#### Data to process ####

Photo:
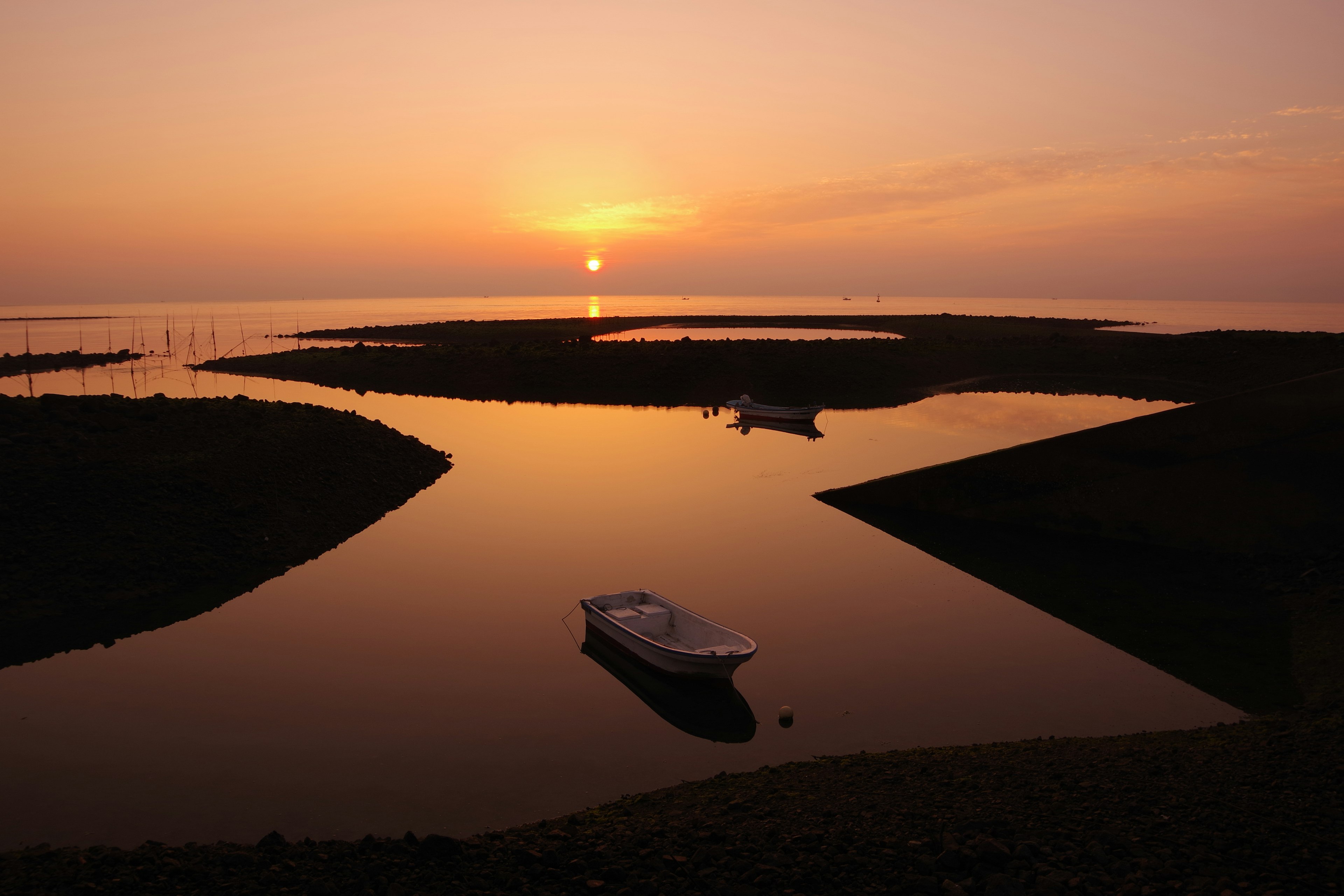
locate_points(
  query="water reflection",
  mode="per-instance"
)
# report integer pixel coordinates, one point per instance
(709, 708)
(806, 429)
(1198, 617)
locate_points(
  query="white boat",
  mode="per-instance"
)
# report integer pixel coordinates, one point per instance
(666, 635)
(749, 410)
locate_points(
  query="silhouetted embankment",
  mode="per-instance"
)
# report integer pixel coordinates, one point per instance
(1205, 539)
(1249, 809)
(127, 515)
(570, 328)
(27, 363)
(840, 373)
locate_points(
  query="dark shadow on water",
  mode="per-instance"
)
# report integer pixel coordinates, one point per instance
(1198, 617)
(807, 430)
(705, 708)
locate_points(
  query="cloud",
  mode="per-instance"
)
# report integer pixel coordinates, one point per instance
(1043, 187)
(1232, 135)
(647, 217)
(1334, 112)
(899, 187)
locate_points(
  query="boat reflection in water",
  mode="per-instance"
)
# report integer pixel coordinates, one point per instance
(806, 429)
(709, 708)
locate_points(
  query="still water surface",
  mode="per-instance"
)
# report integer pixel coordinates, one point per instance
(420, 676)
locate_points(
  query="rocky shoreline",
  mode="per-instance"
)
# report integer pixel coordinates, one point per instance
(128, 515)
(27, 363)
(838, 373)
(1245, 809)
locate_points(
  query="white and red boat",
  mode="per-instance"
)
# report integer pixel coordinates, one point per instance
(664, 635)
(749, 410)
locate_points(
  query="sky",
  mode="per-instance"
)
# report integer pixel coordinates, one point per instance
(155, 149)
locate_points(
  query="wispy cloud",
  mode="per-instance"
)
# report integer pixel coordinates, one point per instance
(908, 186)
(1332, 112)
(647, 217)
(956, 192)
(1232, 135)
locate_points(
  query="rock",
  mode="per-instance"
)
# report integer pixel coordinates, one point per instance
(440, 847)
(992, 854)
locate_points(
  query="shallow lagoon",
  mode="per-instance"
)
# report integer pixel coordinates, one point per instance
(420, 675)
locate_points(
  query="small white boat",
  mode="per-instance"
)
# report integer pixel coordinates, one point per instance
(749, 410)
(666, 636)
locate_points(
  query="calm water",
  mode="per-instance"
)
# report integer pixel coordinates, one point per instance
(219, 328)
(420, 676)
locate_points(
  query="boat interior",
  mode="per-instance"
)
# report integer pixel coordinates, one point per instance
(654, 617)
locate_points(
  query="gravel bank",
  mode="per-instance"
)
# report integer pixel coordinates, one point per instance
(1252, 808)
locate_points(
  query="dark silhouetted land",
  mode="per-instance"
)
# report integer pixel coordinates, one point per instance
(956, 354)
(1252, 808)
(27, 363)
(570, 328)
(128, 515)
(1205, 539)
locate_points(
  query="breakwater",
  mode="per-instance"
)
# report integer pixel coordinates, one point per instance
(127, 515)
(842, 374)
(1253, 809)
(1205, 539)
(580, 328)
(29, 363)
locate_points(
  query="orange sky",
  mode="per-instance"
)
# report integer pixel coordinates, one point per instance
(283, 149)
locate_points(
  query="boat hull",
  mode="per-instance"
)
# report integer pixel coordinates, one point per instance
(783, 414)
(709, 708)
(677, 663)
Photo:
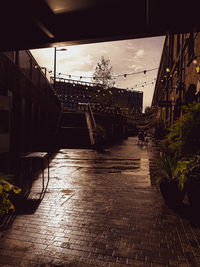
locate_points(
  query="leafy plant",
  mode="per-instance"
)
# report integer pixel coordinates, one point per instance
(182, 171)
(183, 137)
(6, 190)
(168, 166)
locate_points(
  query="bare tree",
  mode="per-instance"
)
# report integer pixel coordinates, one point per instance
(103, 74)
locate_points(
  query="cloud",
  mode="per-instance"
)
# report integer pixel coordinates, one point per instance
(126, 56)
(136, 67)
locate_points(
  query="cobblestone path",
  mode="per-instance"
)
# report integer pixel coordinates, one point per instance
(101, 209)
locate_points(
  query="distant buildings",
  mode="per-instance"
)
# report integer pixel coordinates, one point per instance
(71, 92)
(178, 81)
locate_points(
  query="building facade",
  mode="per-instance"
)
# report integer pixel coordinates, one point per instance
(71, 93)
(178, 76)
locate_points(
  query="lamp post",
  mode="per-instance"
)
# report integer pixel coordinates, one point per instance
(55, 50)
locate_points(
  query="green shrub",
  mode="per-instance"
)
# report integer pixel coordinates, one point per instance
(183, 137)
(6, 191)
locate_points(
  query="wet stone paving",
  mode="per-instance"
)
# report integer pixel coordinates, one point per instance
(101, 209)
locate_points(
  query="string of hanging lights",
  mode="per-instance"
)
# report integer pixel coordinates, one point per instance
(113, 76)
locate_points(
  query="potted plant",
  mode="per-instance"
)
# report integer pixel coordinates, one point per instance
(7, 190)
(193, 182)
(170, 187)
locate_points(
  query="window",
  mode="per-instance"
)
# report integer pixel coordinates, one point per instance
(190, 41)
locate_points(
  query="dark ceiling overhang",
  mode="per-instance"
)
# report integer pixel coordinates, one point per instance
(43, 23)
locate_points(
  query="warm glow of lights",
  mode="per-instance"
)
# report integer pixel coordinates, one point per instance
(194, 61)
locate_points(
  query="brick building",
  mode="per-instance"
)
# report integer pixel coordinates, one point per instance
(178, 76)
(71, 92)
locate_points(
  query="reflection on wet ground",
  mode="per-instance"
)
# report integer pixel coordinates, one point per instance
(101, 209)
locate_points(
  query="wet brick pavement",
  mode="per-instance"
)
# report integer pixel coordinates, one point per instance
(101, 209)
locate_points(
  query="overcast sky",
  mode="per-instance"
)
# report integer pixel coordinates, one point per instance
(126, 57)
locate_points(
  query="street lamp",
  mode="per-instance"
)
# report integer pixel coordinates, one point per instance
(55, 50)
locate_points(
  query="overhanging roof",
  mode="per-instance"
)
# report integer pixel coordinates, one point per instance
(29, 24)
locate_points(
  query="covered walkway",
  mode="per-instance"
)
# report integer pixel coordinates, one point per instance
(101, 209)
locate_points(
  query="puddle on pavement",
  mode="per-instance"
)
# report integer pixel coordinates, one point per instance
(66, 191)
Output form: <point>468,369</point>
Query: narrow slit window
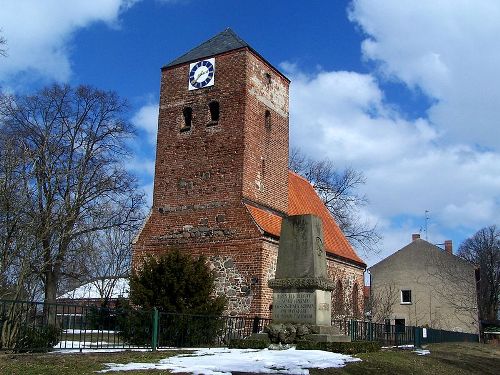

####

[Objective] From the rows above, extract each line that contains the string "lights". Copy those lines without altering them.

[Complete output]
  query="string of hanging lights",
  query="warm glow of lights",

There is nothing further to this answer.